• Objetivo del ejercicio
¿Puedes reescribir todas las líneas de los registros, desde el principio hasta la línea con "point(453, 463)" incluida, escalando por 1,15 las coordenadas x e y de cada punto? Redondea los resultados a números enteros, con las mitades hacia arriba, y deja el resto del texto sin cambios.
##########
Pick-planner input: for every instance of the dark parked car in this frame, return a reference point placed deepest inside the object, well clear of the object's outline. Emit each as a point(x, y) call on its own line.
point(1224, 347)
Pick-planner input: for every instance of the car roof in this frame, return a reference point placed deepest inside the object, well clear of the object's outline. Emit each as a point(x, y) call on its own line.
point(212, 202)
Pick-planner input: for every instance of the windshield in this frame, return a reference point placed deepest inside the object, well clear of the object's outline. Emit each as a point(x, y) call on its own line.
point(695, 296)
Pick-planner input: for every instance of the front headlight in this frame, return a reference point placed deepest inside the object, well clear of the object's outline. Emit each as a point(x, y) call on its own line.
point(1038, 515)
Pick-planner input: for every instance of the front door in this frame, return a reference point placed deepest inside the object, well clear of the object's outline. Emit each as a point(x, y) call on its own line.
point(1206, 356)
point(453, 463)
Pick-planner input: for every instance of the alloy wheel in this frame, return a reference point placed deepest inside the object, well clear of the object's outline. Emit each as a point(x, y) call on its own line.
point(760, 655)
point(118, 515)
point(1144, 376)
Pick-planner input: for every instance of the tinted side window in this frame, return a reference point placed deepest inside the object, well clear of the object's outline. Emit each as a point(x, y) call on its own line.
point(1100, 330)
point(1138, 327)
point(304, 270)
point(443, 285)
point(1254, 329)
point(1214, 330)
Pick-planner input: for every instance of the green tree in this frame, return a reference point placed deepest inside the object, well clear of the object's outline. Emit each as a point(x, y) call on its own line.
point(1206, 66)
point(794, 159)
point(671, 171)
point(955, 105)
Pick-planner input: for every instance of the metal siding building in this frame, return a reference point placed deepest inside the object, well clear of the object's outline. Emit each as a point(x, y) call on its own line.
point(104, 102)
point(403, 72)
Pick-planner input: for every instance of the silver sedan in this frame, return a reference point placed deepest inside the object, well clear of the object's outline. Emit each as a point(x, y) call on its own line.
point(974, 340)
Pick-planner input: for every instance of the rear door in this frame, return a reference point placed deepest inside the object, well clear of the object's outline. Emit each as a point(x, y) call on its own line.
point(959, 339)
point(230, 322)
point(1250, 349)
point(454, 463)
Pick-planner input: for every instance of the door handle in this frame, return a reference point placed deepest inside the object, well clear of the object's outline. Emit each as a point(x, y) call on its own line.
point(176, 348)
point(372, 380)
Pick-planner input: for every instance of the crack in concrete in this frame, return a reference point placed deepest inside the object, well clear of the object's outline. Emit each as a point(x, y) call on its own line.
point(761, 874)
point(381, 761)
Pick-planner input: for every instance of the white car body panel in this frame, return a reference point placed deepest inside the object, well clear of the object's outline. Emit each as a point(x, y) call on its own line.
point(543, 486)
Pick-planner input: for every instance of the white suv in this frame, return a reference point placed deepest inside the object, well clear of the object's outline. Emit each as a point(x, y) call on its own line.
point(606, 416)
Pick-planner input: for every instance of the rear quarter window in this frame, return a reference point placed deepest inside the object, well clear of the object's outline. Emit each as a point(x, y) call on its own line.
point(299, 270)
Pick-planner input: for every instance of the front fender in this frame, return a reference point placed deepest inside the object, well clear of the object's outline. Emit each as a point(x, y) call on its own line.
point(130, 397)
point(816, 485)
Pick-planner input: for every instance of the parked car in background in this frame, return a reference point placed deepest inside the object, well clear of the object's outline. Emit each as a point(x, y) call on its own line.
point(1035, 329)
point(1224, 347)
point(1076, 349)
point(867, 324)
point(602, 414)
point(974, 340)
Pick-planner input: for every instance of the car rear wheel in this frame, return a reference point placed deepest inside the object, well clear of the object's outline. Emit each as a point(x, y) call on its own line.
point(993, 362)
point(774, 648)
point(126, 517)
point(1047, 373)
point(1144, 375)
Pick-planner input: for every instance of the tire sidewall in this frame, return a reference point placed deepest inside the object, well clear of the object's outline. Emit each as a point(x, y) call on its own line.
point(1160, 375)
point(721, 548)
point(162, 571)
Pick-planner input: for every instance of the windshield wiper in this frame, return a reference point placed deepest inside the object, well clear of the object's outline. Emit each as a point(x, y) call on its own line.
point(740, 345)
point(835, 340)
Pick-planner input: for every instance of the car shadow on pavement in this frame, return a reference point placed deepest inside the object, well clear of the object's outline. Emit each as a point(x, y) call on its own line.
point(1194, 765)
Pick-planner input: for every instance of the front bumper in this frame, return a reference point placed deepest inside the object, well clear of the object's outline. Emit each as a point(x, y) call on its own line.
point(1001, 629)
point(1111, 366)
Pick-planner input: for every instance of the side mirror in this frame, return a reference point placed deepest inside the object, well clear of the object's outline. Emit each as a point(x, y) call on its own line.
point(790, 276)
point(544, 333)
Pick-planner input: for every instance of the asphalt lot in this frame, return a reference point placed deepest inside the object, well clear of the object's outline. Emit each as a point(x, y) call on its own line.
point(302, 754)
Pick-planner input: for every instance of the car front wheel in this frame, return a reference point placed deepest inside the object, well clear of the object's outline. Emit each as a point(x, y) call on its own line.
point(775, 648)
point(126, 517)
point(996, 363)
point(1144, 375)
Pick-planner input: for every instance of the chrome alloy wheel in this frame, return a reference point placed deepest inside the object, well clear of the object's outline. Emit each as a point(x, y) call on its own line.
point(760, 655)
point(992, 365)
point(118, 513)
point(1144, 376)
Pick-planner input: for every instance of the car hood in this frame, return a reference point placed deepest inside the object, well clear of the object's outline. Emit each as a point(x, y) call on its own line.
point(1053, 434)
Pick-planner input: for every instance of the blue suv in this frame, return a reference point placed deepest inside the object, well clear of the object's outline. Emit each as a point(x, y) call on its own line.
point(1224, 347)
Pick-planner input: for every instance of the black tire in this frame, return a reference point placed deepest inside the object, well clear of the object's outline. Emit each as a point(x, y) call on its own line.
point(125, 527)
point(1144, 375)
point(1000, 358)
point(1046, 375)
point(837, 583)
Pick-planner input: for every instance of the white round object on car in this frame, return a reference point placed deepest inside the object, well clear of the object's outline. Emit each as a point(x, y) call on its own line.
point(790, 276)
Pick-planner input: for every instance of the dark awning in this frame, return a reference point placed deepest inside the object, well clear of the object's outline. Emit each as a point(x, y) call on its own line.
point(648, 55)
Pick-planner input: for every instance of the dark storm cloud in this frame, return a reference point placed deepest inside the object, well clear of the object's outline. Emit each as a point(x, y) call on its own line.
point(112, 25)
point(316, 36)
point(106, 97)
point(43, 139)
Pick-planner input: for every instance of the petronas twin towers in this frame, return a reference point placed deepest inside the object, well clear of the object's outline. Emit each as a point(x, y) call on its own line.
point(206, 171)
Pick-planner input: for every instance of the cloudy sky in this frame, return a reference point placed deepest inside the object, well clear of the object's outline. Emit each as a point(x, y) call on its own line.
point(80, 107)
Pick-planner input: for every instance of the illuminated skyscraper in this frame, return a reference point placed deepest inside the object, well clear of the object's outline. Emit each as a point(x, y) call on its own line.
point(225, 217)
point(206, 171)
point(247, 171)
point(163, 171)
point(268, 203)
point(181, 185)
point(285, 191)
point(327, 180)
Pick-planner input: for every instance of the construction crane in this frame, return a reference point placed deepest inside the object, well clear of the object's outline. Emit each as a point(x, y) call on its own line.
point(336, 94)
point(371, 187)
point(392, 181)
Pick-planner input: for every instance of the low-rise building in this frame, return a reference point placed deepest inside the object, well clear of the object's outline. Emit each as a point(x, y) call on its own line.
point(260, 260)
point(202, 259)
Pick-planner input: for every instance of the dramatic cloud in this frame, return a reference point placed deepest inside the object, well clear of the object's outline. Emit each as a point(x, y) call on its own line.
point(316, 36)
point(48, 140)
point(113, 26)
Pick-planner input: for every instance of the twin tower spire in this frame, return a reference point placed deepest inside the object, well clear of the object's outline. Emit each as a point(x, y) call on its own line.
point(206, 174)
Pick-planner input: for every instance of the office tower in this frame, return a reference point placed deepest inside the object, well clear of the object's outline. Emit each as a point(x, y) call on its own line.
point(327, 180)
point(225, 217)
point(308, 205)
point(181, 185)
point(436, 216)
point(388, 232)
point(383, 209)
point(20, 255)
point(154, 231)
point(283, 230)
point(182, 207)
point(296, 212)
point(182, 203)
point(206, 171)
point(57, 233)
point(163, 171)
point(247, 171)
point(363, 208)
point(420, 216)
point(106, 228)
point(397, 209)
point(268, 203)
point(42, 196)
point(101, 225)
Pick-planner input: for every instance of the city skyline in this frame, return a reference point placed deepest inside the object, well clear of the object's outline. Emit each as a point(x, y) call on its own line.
##########
• Resultado obtenido
Pick-planner input: for every instance of the dark parked car in this frame, return a reference point placed deepest inside the object, well clear of the object's outline. Emit each as a point(x, y) call on its own line.
point(1408, 399)
Pick-planner input: for every instance of the car roof in this frame, return a reference point placed deepest inside the object, well clear of the object's outline. Emit each as a point(x, y) call on its own line.
point(244, 232)
Pick-planner input: for every instance of the windshield in this frame, return a reference point placed deepest inside the object, well clear of the object's outline. Emit each as a point(x, y) call on its own line.
point(799, 340)
Pick-planner input: for every instance of the front headlight in this frame, return a reference point placed deepest inside the object, well clear of the object's outline. Emit each as a point(x, y) call on its own line.
point(1194, 592)
Pick-planner input: for every instance of the front door in this frame, return a reference point placed deepest inside the object, well clear of the object's outline. Emit each as a point(x, y) call on its own line.
point(1387, 409)
point(521, 532)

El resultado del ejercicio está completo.